_Entries provided_
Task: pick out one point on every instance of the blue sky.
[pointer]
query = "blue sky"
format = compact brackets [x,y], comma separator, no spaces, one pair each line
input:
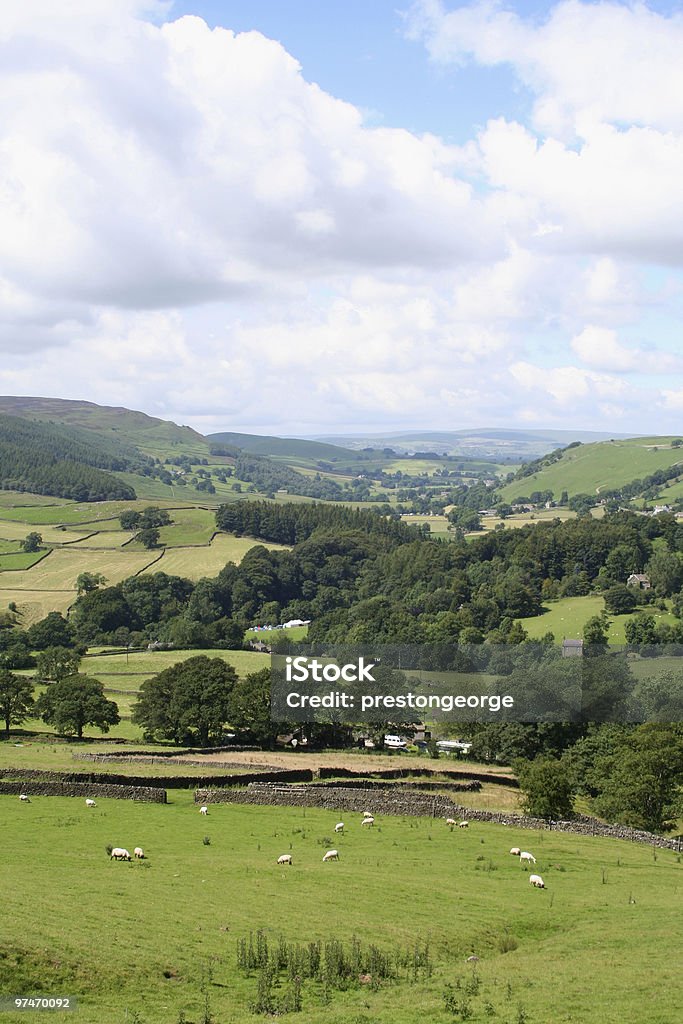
[371,215]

_Written task_
In the data, rename "blue sky" to "clear sky" wherever it occurs, keep every other line the same, and omit the pictures from your answer.

_Solution_
Task: pick out one point on every instance of the clear sky.
[pointer]
query = "clear sky"
format = compact brackets [x,y], comma separator, no spaces, one pair each line
input:
[371,215]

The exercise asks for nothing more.